Problem: Only the lines from the start of the data through the one containing "pick out the grey" belong in your answer; return them exactly.

Stored dataset items:
------------

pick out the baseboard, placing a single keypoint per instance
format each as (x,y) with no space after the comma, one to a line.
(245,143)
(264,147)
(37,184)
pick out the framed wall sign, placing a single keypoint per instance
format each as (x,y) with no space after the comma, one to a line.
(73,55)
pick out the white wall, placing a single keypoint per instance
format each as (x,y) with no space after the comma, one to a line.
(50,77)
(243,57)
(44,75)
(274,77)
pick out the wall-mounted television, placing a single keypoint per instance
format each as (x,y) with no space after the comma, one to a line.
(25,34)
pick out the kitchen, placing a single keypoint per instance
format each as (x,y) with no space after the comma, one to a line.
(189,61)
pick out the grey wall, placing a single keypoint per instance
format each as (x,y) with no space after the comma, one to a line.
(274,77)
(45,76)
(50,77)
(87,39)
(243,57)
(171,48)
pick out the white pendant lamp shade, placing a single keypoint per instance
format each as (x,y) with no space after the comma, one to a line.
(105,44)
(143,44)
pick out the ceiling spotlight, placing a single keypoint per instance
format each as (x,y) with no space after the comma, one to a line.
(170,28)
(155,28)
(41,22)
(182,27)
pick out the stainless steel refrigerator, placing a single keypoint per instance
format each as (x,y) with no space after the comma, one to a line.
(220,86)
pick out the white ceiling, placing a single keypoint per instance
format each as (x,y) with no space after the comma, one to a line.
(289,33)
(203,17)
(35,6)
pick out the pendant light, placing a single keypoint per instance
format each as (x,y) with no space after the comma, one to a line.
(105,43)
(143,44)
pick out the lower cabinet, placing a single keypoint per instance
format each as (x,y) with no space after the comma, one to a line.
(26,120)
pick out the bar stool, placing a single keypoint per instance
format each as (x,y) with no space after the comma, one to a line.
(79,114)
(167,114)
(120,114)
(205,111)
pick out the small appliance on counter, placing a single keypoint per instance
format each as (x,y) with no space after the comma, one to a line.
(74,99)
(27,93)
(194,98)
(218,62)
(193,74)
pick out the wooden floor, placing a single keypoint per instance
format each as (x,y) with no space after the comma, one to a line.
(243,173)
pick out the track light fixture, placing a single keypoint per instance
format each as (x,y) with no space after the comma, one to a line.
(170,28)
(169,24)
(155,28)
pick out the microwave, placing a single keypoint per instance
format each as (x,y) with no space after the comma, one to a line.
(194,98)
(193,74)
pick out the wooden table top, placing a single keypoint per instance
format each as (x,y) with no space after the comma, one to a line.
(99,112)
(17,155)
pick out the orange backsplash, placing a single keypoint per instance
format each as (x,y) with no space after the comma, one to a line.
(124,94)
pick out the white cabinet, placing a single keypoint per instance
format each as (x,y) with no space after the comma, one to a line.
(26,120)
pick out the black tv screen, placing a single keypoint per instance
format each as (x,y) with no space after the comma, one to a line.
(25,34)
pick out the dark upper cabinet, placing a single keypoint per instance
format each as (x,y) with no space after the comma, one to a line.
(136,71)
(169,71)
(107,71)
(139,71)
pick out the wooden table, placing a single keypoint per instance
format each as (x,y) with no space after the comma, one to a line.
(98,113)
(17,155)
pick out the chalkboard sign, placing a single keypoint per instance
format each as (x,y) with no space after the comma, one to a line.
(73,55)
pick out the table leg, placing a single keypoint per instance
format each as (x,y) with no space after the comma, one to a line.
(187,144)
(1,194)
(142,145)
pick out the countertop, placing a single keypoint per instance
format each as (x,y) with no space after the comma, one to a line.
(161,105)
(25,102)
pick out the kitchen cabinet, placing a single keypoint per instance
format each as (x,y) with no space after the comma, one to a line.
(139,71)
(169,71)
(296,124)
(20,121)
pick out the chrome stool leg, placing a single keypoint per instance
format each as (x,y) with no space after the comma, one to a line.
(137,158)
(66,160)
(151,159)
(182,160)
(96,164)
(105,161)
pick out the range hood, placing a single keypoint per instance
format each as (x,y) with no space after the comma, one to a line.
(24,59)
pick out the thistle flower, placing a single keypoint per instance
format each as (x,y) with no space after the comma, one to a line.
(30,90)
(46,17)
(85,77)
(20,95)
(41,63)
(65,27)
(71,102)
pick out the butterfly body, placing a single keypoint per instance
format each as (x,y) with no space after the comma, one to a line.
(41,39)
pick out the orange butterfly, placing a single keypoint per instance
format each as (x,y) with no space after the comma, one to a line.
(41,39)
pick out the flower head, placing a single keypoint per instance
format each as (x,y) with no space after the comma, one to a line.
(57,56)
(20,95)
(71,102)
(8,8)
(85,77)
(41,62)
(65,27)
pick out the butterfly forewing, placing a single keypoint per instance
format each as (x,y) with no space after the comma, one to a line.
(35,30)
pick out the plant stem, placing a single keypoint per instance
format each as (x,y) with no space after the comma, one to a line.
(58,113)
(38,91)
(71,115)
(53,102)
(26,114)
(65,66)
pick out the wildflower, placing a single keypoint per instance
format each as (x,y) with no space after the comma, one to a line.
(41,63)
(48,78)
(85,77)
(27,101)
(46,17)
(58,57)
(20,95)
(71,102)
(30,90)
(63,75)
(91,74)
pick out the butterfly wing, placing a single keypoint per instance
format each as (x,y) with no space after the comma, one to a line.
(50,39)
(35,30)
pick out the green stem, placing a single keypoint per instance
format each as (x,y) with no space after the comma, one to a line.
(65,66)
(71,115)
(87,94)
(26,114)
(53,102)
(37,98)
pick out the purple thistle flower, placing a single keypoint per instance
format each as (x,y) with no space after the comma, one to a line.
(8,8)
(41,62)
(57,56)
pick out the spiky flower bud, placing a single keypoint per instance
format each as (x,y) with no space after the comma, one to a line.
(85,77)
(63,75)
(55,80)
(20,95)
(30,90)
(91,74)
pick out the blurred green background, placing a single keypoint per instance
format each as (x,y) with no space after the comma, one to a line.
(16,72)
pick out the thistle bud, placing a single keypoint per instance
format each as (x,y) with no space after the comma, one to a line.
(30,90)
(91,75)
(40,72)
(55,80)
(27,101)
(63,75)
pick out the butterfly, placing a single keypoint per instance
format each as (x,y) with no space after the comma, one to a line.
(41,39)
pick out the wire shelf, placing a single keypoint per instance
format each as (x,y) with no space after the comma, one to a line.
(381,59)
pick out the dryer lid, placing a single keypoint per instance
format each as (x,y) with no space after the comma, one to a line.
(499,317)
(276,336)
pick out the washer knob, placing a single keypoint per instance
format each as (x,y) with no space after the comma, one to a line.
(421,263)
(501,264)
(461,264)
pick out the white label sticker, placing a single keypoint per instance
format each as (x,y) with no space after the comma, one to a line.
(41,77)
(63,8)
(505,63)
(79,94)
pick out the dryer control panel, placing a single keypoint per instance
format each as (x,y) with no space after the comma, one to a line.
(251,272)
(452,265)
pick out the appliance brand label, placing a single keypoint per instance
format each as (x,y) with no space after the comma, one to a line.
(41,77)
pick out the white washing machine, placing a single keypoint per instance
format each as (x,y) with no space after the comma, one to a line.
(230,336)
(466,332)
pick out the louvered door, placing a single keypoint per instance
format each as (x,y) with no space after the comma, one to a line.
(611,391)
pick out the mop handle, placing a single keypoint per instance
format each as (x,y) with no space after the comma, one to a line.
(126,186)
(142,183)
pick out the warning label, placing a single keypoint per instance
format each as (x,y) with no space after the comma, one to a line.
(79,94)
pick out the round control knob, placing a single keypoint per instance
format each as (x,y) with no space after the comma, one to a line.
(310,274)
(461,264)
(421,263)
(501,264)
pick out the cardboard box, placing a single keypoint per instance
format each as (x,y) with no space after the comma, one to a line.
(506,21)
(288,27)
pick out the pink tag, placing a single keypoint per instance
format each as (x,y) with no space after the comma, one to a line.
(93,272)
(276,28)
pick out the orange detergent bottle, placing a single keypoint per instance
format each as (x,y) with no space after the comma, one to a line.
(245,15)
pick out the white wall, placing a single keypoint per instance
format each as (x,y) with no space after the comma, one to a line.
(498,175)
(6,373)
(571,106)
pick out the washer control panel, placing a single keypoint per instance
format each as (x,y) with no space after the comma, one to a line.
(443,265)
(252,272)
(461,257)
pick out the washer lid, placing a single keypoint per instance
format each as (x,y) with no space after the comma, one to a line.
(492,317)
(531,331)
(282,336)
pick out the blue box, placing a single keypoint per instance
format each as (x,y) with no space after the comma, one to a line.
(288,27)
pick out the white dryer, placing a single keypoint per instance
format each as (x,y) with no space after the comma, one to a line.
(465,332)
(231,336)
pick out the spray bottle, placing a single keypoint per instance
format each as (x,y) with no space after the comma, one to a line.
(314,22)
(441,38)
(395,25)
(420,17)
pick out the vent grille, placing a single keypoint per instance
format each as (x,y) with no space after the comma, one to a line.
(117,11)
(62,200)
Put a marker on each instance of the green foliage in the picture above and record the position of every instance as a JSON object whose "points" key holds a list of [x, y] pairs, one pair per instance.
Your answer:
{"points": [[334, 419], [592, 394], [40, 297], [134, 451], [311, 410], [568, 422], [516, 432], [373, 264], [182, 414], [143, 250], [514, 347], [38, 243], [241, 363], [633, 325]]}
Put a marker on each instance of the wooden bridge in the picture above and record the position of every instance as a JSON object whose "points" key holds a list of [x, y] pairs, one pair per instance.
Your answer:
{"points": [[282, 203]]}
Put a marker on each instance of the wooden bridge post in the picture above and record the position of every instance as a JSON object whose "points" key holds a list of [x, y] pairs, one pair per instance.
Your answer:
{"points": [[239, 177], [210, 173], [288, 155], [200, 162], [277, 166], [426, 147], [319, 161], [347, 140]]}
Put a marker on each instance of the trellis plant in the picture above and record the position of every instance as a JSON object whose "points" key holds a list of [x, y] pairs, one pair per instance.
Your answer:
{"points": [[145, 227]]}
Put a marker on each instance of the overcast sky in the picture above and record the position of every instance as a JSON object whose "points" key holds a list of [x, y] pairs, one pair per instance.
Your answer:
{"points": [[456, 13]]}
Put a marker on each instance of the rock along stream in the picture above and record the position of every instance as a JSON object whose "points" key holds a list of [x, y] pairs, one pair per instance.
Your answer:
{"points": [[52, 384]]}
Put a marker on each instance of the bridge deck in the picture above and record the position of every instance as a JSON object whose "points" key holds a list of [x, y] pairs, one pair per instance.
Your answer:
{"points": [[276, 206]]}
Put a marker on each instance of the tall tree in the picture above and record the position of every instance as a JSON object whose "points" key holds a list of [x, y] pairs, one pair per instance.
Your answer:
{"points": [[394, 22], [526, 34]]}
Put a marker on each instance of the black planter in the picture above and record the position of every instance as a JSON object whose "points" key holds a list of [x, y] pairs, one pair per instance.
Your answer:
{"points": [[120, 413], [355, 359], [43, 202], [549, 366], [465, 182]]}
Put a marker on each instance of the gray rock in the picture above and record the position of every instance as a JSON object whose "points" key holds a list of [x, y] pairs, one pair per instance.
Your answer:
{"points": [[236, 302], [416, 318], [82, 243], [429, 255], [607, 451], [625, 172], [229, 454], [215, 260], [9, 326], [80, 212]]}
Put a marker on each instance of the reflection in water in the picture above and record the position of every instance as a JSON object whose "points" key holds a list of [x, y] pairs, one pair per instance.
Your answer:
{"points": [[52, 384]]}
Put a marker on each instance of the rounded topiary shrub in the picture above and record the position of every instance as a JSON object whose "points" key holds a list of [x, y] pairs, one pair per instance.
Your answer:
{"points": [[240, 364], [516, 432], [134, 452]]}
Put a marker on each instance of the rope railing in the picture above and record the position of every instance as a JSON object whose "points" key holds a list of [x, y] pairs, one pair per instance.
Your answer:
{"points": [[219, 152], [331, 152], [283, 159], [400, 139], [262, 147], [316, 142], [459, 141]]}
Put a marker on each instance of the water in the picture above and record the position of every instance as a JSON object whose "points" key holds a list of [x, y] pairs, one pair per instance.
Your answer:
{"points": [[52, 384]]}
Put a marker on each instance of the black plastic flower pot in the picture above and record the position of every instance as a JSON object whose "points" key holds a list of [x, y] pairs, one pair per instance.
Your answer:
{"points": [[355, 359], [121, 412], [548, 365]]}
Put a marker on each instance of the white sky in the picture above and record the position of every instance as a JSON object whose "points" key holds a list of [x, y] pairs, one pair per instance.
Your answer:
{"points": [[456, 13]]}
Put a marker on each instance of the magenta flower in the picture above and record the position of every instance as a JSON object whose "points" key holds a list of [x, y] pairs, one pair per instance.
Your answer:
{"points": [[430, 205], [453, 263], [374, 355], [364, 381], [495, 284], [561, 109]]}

------------

Expected answer:
pick out the baseboard, placing a single keypoint per instance
format each as (x,y) with no space after the comma, one to a line.
(245,143)
(264,147)
(37,184)
pick out the framed wall sign, placing a single keypoint per instance
format each as (x,y) with no space after the comma, one to a line.
(73,55)
pick out the white wall, placing a single keypoint per instance
format each as (x,y) with no space after the comma, one to a line.
(50,77)
(243,57)
(44,75)
(274,77)
pick out the wall-mounted television, placing a single keypoint per instance
format each as (x,y) with no space after the comma, one to a line.
(25,34)
pick out the kitchen, placing a single keypoint per instance
format each as (x,y) with no space after the comma, one to a line.
(189,61)
pick out the grey wall, placing a single keypoint per instance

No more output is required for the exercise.